- _Data items_

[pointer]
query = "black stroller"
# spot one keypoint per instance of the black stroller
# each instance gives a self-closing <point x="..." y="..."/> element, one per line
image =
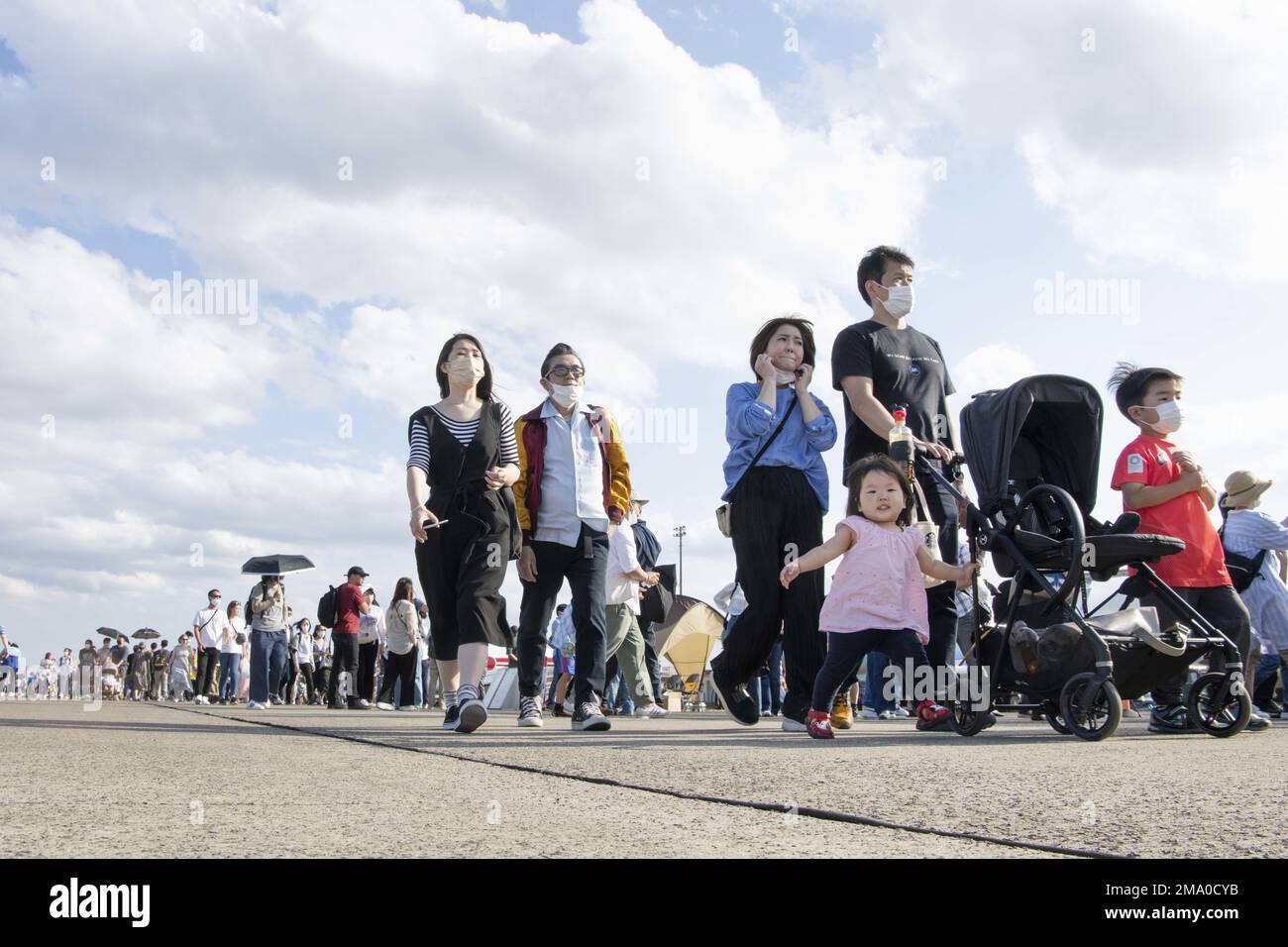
<point x="1033" y="453"/>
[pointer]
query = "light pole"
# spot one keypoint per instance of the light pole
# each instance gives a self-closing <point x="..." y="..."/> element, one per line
<point x="679" y="583"/>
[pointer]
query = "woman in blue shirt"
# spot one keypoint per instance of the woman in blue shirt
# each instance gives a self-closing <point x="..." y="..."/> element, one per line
<point x="776" y="510"/>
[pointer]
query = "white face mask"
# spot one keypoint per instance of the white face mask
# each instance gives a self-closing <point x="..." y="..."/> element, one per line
<point x="900" y="303"/>
<point x="1170" y="416"/>
<point x="566" y="395"/>
<point x="465" y="371"/>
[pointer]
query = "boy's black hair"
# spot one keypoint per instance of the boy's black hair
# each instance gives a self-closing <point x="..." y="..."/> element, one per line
<point x="881" y="463"/>
<point x="559" y="350"/>
<point x="1129" y="381"/>
<point x="874" y="265"/>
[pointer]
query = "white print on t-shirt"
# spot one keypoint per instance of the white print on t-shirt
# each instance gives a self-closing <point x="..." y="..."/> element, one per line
<point x="911" y="359"/>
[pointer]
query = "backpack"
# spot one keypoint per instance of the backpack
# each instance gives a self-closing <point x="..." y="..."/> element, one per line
<point x="1243" y="570"/>
<point x="327" y="607"/>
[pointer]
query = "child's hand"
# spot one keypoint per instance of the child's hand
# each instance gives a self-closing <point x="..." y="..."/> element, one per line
<point x="967" y="573"/>
<point x="790" y="573"/>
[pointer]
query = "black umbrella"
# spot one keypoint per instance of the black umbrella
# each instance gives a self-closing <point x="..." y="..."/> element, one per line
<point x="657" y="598"/>
<point x="275" y="565"/>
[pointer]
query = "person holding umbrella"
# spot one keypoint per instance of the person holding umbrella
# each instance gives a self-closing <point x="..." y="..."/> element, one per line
<point x="267" y="642"/>
<point x="207" y="628"/>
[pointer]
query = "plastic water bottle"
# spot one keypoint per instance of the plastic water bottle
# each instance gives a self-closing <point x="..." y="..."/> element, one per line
<point x="902" y="445"/>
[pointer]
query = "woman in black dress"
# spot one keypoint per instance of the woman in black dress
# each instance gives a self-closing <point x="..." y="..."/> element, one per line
<point x="463" y="450"/>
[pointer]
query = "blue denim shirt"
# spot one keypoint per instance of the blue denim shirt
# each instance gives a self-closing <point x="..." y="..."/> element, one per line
<point x="750" y="423"/>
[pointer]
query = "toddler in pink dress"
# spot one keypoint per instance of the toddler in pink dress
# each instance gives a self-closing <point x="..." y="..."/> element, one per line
<point x="877" y="600"/>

- _Task details_
Once you find the string "denim" in a line of the records, copy that line.

- _Answer for the task_
query = "blue denim shirt"
# spot one keypoint per instance of the blue denim shirt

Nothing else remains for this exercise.